Parts of the exercise ->
(a) Reproduce, word for word, the part of the sailing blog that starts with "Today is Thanksgiving" and ends after "price of alcohol.".
(b) Continue the sailing blog from its final sentence.

— begin Excerpt —

Today is Thanksgiving and we are making a big meal here on Salty Ginger. We all have a part to do. Unfortunately we forgot about the small oven…so we have had to share oven time and now here it is almost 9pm and dinner is still not ready. but man it will be good once it is done. Chicken, stuffing, potatoes, asparagus, gravy, salad, homemade buns, and homemade cinnamon buns!! yum.

Graham is also downloading the latest episode of The Office as a treat for us to watch tonight…oh and I have a bottle of champagne chilling in the fridge. I have to tell you the bottle looks so pretty with a nice bag on the outside and only $5!!!! Seriously I have still not got over the price of alcohol.

We are all talking and thinking about our Canadian Thanksgiving in Tonga when we rafted up with all our friends. Oh how we miss our cruising friends. For those of you reading, you should know how special you made our trip last time and we think of you all often.

Weather here is looking a bit windy so we will focus on school for the week and then we will be off to Portugal! Enjoying the day.

October 03, 2012


I didn't actually realize that our first passage needed to be across an infamously dangerous bay until probably mid-summer. Up until that point I pictured and spoke of us leisurely sailing day hops down the coast of France, Spain and Portugal. Then I was reading a book this summer about Dee Caffari, the first women to sail non-stop solo around the world "the wrong way" and she mentioned in the book that her first crossing was the very dangerous Bay of Biscay. I stopped reading for a moment and thought to myself….hmmm…that sounds familiar. I looked it up and sure enough she started from the same town and marina that our boat was in and crossed the same bay that we needed to cross!! I think at that point I googled “infamous Bay of Biscay” and basically got terrified. I had a picture in my mind of us day hopping in the glorious warm sun and blue sky and building back up our sailing skills. Now as I googled I realized that our first sail needed to be over 300 nautical miles (approx 3 days) and that September is fall weather in France and variable and the Bay of Biscay could be really bad! Eye opening moment. Of course I asked Captain Graham…."What the heck?"….were you keeping all this a secret? He laughed and said, "geesh Julie, all you had to do was a bit of research!" ….gulp…he was right.

— end Excerpt —
— begin Extracted material —

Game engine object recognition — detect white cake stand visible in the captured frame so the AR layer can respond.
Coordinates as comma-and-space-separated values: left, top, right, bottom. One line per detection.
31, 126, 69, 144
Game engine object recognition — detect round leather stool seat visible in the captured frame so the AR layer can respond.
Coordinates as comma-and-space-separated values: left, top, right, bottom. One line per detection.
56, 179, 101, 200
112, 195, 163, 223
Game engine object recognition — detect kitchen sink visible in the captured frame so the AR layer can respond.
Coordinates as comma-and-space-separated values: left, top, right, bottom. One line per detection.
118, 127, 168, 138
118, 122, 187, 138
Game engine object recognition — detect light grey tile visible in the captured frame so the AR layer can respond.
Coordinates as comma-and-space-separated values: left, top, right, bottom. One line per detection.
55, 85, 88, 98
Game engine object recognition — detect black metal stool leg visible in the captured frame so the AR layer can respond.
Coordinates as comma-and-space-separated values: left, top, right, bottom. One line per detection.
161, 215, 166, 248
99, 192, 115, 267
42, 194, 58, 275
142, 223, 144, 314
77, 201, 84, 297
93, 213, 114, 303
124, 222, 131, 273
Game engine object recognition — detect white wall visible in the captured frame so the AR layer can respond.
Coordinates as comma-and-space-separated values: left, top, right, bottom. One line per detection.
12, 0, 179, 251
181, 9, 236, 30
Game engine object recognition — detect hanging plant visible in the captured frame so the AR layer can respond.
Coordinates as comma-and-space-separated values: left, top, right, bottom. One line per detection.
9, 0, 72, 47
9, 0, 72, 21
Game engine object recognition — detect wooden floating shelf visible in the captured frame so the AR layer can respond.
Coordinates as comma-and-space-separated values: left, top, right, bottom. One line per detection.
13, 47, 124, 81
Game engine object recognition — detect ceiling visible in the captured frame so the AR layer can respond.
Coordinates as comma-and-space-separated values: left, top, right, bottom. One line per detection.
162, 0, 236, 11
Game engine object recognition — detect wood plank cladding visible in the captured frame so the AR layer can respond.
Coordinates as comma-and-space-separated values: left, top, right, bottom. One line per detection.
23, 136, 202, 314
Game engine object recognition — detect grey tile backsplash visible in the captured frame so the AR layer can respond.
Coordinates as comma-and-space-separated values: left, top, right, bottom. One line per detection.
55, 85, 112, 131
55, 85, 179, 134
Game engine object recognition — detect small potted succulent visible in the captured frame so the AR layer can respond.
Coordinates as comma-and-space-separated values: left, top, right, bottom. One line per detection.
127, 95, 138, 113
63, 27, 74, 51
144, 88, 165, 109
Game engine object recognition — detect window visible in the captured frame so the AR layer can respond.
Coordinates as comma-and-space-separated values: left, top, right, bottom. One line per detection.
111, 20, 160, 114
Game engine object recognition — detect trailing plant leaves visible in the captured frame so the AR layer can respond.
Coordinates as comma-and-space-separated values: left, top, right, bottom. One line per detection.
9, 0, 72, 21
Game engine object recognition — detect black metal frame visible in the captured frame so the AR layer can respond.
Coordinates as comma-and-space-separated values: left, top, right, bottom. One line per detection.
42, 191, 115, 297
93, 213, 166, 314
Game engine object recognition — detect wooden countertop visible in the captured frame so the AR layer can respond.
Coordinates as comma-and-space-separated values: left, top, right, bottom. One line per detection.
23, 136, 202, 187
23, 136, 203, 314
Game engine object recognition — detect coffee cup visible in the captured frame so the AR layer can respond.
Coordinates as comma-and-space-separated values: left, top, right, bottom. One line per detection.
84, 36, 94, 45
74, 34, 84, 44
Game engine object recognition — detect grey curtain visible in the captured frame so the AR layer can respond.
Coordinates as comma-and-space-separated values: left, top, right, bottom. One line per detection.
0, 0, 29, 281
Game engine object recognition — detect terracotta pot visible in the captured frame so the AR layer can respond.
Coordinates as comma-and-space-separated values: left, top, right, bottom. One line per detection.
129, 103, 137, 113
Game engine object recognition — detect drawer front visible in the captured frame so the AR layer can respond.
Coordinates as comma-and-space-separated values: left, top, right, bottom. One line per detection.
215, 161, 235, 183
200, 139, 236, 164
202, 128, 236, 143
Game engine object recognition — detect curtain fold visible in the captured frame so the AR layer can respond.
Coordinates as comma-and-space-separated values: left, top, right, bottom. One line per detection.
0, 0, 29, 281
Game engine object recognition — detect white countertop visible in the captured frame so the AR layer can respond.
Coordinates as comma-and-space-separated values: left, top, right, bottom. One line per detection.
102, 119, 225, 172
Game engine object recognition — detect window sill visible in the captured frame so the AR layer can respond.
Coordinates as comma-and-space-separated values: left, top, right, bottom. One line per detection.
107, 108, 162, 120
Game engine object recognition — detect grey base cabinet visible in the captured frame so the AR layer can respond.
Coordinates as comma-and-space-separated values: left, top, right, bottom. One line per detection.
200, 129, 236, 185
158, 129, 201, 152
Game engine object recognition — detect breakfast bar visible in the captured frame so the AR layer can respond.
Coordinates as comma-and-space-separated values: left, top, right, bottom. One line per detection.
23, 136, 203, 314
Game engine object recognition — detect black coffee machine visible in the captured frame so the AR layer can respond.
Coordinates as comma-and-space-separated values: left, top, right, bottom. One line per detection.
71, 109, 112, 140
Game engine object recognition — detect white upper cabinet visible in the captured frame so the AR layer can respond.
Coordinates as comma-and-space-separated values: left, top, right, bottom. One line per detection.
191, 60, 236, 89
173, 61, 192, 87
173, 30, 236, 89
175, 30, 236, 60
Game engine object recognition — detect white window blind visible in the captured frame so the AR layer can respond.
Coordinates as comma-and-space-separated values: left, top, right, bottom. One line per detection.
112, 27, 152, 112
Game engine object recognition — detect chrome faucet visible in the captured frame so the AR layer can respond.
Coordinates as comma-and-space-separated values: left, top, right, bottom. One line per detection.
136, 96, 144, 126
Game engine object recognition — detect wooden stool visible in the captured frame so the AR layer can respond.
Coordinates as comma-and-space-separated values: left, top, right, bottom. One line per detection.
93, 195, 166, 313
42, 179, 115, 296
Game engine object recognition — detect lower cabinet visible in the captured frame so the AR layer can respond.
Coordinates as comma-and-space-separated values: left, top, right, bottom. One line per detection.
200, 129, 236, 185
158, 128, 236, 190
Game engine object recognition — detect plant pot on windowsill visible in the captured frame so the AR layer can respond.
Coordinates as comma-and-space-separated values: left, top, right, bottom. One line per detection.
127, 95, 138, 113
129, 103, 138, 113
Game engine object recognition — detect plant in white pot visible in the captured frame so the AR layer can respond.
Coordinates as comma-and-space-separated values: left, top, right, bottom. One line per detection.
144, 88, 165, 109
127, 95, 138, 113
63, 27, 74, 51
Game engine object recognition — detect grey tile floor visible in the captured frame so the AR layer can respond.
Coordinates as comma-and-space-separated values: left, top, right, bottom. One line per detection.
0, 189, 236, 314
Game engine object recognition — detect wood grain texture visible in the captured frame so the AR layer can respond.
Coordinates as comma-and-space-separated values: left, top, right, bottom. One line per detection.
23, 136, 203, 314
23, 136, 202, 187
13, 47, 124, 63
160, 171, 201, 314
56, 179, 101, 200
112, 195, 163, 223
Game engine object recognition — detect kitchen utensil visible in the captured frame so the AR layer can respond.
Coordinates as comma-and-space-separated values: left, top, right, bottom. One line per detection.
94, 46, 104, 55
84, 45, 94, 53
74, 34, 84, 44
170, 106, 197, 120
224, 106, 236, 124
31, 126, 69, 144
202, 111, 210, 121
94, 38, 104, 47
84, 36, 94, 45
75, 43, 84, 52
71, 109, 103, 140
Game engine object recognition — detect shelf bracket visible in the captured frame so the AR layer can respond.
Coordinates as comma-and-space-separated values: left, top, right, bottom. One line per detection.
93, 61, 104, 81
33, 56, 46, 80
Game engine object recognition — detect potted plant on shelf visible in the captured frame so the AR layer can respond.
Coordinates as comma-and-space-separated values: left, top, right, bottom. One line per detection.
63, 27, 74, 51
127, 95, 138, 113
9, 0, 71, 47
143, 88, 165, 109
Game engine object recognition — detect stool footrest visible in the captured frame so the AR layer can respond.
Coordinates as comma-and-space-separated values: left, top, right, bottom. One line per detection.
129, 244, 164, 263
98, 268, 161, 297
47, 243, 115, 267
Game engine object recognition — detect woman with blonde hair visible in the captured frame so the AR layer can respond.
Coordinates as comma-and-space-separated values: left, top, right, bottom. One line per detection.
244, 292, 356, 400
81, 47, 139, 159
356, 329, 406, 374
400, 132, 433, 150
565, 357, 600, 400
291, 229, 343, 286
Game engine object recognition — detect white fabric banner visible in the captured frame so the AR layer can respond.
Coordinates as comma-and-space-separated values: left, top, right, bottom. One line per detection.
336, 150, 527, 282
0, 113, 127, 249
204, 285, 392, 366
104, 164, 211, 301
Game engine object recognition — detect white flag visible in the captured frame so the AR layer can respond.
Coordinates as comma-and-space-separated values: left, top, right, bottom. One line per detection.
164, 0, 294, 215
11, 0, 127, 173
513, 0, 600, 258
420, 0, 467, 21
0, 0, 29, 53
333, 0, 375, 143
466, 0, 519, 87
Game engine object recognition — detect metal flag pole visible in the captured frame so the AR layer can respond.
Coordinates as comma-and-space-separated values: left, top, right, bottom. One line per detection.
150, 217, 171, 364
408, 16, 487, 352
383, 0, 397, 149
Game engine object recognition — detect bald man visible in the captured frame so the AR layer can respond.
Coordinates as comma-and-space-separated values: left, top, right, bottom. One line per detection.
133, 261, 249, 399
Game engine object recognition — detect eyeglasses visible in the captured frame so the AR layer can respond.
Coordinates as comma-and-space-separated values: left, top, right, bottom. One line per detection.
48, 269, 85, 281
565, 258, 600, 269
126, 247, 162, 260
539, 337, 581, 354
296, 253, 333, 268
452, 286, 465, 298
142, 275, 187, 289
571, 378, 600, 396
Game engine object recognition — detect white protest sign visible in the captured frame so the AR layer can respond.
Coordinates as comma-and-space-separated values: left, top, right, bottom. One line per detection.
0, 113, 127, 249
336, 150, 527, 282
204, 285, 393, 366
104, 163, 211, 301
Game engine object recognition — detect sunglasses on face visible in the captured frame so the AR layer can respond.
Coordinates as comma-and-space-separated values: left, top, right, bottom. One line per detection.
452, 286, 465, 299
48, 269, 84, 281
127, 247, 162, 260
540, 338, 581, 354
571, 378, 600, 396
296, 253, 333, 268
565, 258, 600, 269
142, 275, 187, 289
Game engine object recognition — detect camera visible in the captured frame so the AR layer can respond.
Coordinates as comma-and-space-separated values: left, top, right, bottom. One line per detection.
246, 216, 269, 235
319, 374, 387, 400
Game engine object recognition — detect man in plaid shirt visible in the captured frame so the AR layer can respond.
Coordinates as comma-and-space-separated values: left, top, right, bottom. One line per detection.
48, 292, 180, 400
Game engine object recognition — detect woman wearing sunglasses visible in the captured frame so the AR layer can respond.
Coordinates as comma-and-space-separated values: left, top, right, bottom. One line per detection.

— end Extracted material —

Results by task ->
(a)
Today is Thanksgiving and we are making a big meal here on Salty Ginger. We all have a part to do. Unfortunately we forgot about the small oven…so we have had to share oven time and now here it is almost 9pm and dinner is still not ready. but man it will be good once it is done. Chicken, stuffing, potatoes, asparagus, gravy, salad, homemade buns, and homemade cinnamon buns!! yum.

Graham is also downloading the latest episode of The Office as a treat for us to watch tonight…oh and I have a bottle of champagne chilling in the fridge. I have to tell you the bottle looks so pretty with a nice bag on the outside and only $5!!!! Seriously I have still not got over the price of alcohol.

(b)
My tactic was easy though I decided to just not discuss it or think about it and just focus on my tasks at hand. Basically compartmentalize…pack house, move, join kids in Alberta, attend sister’s wedding, travel to boat, set up, tour Paris, provision boat…….UH OH…..time to think about it!

I am not sure what to write to help you all realize what a leap it is for me to overcome my anxieties and GO. Casting off the lines and leaving the dock and heading off to sea this time took something I was hoping that I had in me and I guess I did :-). I keep reflecting on leaving the first time we got on Artemo and think to myself how totally new to sailing and everything we were and we just left. I think it was harder now knowing everything that could go wrong. Needless to say as nerve racking as it was it felt exhilarating to be waving goodbye to France and looking forward to our next port and adventures at sea.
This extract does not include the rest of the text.